* Stated goal 1 *
Transcribe the stretch of the Vineet Bhatia article from "Arguably the most" through "in the emirate.".
* Stated goal 2 *
Using the Vineet Bhatia article, answer each question in a few words.
(a) In what year did Bhatia take over the restaurant?
(b) How many years does Bhatia say he has been in Dubai?
(c) According to the company statement, when is Bhatia pulling out of Ashiana by Vineet?
* Stated goal 3 *
List every location that the Vineet Bhatia article names as a possible site for Bhatia's latest project.

* Source excerpt *
***
Arguably the most established name in the Middle East’s fine dining Indian restaurant scene, Vineet Bhatia continues to reinvent himself. As he prepares to pull out of Ashiana by Vineet after just two years, he is simultaneously cooking up a casual street food concept for Dubai. Crystal Chesters reports.
Vineet Bhatia is a man who doesn’t stand still. One of the most established names on the Dubai Indian restaurant scene, the twice-Michelin-starred celebrity chef is about to pull out of classic fine dining restaurant, Ashiana by Vineet at Sheraton Dubai Creek, as he prepares to launch a new venue in the emirate.
During our interview, Bhatia’s exit from the restaurant had not been confirmed, however at the time of going to press, Catering News received a statement from the company saying: “At the moment I can only confirm that Chef Vineet is indeed pulling out of Ashiana by Vineet come September 2016. There is a difference in operation style and we feel it is best suited to part ways.”
“I wouldn’t want to do a restaurant that competes with my other restaurants because that’s pointless. It will have its own USP and will be more casual because Indego is quite formal in some ways. We want to make a larger restaurant but more family oriented, a more casual, relaxed style”
Bhatia took over the restaurant in 2014 and cleaned up the greasy, spicy fare to create a more flavourful offer, however he admits that the location had been the major challenge since day one, saying “it’s a bit slow, it could be faster”.
“Dubai is a very transient place,” Bhatia comments. “I’ve been here 12 years and I’ve seen it change. Dubai Marina and Downtown Dubai are the hubs for entertainment but Deira has been left behind… it has been neglected a bit.”
With this in mind, Bhatia’s latest project will be located in one of Dubai’s dining hubs, such as Downtown, JBR or City Walk 2, and the new restaurant will mark a step away from his usual fine dining, classic approach toward a more casual, family-oriented venue incorporating street food style cuisine.
***
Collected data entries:
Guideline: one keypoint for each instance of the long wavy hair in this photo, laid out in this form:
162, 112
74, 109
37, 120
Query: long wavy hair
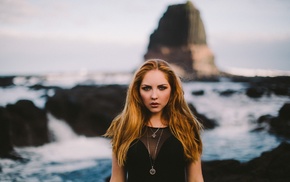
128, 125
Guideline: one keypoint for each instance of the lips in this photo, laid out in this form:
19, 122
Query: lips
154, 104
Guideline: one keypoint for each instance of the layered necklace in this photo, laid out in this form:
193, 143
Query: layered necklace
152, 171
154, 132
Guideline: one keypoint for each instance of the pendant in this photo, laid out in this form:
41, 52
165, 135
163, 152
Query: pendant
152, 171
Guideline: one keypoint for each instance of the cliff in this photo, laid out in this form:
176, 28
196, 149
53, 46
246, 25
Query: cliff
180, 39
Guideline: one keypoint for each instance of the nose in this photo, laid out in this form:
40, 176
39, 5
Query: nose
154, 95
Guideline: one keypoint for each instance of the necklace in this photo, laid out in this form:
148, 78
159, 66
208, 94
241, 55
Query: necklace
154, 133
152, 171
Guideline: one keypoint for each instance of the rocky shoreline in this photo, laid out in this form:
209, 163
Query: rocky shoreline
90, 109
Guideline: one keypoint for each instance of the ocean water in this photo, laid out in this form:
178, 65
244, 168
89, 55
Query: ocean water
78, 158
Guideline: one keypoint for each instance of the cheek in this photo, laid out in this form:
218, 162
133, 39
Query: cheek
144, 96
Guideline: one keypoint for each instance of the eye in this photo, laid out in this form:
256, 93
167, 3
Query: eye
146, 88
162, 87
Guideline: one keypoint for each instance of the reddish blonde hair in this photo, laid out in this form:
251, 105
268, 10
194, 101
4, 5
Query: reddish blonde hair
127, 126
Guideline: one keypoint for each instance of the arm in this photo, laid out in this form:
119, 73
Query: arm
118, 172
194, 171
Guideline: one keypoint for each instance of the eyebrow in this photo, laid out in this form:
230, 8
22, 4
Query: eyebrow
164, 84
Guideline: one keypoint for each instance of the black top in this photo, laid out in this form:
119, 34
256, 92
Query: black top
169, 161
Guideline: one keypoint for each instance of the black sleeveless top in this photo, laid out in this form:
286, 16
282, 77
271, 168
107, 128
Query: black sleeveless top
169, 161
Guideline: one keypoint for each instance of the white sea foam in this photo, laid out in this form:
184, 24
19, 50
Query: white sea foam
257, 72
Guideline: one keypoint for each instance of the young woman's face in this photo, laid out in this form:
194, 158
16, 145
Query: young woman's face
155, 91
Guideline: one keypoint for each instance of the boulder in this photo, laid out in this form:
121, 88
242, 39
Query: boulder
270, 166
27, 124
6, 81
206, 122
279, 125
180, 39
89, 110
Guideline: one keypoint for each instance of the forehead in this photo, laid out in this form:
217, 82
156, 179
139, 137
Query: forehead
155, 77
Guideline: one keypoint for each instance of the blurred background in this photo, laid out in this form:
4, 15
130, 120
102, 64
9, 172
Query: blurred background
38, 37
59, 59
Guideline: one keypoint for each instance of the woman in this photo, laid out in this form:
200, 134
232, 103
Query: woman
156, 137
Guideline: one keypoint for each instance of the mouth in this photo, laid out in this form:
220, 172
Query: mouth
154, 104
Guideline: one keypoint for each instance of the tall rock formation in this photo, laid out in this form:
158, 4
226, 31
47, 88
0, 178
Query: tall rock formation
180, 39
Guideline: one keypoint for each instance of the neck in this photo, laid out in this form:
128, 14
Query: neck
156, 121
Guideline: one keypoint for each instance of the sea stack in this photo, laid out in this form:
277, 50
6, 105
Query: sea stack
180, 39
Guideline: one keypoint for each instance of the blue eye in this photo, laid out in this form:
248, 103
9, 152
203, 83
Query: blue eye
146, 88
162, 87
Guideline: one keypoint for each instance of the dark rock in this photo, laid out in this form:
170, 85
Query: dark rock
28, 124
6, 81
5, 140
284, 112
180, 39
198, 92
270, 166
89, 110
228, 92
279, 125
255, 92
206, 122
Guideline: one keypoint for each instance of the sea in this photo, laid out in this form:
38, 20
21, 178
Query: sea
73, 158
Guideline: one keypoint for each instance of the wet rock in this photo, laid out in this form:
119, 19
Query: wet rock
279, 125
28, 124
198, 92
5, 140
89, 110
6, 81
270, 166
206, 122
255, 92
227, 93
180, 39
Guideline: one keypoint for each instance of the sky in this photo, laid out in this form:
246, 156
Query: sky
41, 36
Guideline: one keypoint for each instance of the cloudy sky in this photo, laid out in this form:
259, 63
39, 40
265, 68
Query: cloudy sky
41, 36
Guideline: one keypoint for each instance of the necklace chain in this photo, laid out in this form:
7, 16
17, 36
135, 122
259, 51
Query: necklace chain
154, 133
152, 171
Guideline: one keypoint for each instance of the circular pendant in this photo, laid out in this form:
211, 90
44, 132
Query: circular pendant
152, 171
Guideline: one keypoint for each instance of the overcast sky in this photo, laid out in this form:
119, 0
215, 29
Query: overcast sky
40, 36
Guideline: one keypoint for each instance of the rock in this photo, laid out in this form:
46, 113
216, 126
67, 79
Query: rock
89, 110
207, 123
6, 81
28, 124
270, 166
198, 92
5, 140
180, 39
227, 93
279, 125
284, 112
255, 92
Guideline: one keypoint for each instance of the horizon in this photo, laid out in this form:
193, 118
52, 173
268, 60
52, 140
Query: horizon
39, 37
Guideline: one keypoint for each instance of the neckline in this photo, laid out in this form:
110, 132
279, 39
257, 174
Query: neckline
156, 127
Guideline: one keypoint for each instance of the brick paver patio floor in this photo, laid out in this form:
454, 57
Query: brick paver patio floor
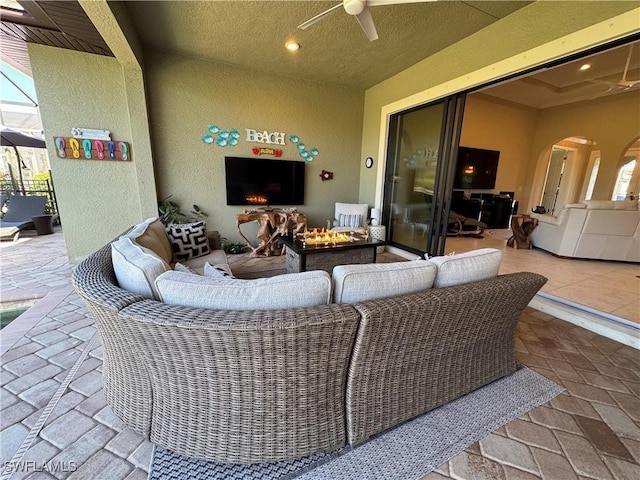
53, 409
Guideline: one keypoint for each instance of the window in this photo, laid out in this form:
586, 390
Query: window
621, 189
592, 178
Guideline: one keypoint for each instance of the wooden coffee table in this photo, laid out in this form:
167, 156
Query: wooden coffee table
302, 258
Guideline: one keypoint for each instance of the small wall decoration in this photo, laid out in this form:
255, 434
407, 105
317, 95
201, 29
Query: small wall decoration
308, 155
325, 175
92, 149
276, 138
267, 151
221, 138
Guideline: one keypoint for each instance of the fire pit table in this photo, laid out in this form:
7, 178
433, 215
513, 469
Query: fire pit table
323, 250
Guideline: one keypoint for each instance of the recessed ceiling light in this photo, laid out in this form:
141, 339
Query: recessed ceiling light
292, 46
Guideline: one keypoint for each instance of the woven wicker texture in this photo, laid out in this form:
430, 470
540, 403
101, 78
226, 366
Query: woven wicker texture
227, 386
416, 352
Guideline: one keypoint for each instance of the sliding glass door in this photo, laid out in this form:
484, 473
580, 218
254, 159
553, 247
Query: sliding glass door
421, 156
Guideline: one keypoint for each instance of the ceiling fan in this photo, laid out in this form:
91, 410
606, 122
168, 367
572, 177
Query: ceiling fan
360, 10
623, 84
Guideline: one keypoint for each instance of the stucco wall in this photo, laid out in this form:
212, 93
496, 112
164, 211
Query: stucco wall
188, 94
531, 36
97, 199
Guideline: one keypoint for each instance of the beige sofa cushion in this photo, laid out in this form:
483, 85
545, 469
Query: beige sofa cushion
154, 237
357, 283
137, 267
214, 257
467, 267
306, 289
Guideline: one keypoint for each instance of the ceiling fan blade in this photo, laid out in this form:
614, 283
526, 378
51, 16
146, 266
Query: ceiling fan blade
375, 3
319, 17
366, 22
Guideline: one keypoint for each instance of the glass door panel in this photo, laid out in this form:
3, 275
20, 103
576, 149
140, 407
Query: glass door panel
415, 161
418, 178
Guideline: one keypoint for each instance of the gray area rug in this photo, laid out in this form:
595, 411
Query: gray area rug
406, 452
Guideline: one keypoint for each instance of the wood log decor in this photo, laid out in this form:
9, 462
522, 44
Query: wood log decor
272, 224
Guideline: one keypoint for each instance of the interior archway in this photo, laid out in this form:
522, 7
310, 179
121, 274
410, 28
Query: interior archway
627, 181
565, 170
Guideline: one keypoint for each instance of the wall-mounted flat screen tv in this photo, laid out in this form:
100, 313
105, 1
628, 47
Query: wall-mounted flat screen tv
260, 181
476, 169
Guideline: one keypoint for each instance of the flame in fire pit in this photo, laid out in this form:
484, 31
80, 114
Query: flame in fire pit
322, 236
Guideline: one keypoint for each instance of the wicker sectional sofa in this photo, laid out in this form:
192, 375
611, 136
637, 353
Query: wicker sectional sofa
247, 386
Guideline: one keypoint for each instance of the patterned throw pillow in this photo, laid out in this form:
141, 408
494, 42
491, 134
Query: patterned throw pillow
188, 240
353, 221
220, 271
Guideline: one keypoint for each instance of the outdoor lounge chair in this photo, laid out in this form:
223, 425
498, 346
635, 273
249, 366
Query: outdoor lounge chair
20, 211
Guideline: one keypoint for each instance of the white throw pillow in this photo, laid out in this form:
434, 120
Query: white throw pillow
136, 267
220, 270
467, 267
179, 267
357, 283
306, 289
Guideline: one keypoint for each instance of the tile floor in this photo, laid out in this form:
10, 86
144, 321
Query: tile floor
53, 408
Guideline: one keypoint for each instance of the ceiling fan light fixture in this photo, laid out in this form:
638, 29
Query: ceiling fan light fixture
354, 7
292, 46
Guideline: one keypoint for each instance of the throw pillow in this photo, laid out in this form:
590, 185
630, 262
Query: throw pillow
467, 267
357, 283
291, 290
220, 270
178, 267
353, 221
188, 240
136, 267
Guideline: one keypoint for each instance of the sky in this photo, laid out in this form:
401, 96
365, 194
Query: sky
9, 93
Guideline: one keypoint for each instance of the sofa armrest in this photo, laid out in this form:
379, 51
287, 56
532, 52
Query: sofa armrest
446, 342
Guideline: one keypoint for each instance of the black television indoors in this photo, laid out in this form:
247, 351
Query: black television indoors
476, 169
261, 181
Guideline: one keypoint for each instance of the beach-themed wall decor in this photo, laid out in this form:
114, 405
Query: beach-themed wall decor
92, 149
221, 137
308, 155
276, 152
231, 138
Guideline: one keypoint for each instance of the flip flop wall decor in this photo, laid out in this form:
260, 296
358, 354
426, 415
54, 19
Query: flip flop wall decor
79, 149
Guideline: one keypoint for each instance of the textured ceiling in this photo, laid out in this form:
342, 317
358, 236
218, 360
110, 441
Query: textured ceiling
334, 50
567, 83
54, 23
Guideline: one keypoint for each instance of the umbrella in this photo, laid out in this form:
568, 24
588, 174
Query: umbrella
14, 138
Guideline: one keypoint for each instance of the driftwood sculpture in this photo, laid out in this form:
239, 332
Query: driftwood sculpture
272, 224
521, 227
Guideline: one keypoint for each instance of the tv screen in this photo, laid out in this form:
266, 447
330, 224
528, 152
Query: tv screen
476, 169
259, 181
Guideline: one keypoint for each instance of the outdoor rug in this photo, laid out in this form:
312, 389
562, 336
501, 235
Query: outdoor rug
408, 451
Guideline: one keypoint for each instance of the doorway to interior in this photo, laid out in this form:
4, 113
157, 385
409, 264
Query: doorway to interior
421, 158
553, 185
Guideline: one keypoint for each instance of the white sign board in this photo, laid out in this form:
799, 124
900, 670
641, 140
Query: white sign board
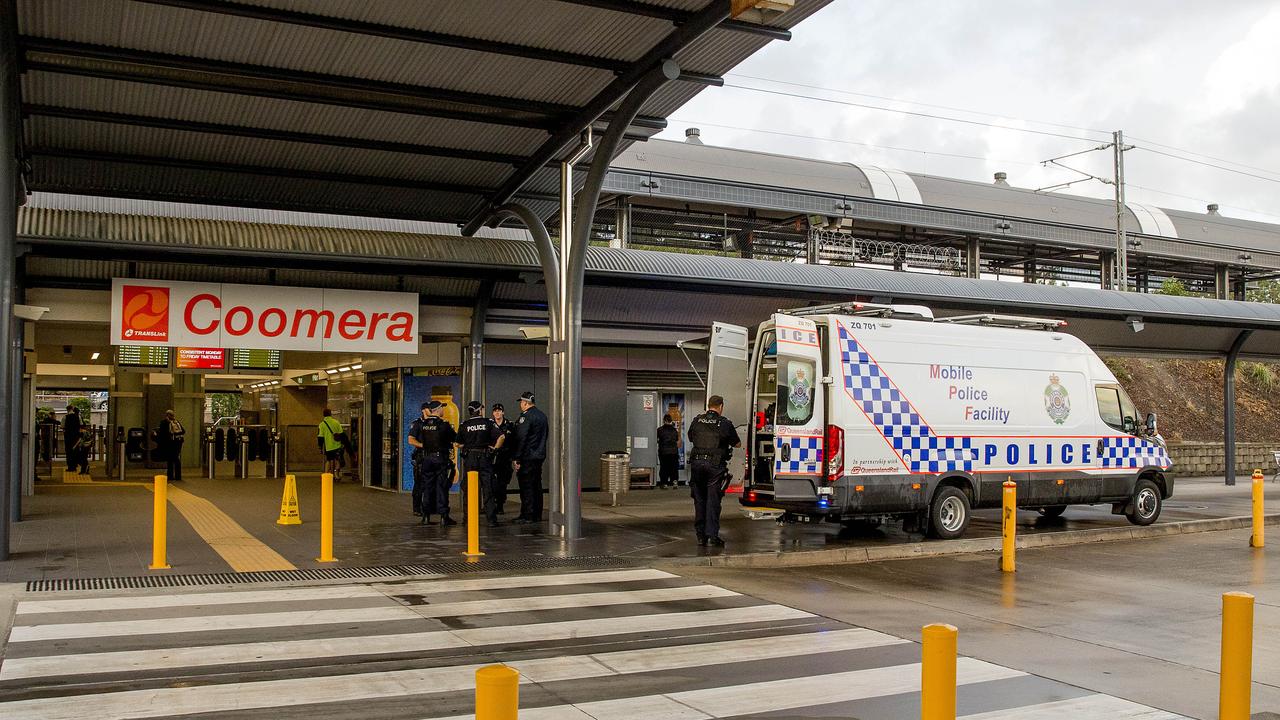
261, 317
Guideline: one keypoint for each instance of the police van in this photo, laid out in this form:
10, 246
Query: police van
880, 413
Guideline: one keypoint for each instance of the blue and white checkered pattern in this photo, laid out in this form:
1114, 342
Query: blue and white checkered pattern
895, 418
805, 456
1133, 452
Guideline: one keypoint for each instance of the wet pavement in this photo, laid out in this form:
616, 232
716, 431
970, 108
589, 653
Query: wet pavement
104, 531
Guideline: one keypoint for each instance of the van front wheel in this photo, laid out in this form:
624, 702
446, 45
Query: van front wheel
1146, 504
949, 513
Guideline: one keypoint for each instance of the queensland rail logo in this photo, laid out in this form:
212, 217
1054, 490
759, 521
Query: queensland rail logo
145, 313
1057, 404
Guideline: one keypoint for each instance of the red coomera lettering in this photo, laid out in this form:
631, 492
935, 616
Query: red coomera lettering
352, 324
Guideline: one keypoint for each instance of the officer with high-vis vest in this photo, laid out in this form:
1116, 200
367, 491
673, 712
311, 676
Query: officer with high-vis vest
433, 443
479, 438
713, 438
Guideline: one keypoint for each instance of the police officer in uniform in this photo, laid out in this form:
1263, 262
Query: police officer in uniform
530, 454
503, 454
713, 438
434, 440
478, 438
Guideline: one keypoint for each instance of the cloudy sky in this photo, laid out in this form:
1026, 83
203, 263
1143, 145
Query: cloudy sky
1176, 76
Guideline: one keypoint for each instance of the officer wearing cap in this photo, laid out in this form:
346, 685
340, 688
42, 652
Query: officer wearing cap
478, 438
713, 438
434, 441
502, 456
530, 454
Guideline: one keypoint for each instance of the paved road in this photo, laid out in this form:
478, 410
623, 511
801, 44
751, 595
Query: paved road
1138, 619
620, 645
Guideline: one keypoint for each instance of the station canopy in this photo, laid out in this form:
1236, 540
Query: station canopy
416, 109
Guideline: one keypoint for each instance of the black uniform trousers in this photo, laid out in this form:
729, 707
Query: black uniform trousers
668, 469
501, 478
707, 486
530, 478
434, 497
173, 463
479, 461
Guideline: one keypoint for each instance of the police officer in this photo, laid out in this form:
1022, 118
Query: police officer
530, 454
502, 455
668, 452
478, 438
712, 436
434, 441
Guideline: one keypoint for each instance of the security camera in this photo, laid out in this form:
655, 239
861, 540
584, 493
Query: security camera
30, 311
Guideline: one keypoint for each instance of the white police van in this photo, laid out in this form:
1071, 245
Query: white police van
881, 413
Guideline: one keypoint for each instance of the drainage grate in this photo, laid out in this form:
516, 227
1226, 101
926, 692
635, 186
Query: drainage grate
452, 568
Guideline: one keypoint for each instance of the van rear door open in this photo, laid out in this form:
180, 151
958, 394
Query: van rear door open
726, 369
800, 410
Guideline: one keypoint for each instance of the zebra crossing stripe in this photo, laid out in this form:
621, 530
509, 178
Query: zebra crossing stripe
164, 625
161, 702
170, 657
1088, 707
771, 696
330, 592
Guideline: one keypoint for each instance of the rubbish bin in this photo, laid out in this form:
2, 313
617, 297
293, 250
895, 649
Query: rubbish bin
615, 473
***
* Full answer 1 *
Arguably the most established name in the Middle East’s fine dining Indian restaurant scene, Vineet Bhatia continues to reinvent himself. As he prepares to pull out of Ashiana by Vineet after just two years, he is simultaneously cooking up a casual street food concept for Dubai. Crystal Chesters reports.
Vineet Bhatia is a man who doesn’t stand still. One of the most established names on the Dubai Indian restaurant scene, the twice-Michelin-starred celebrity chef is about to pull out of classic fine dining restaurant, Ashiana by Vineet at Sheraton Dubai Creek, as he prepares to launch a new venue in the emirate.

* Full answer 2 *
(a) 2014
(b) 12 years
(c) September 2016

* Full answer 3 *
Downtown
JBR
City Walk 2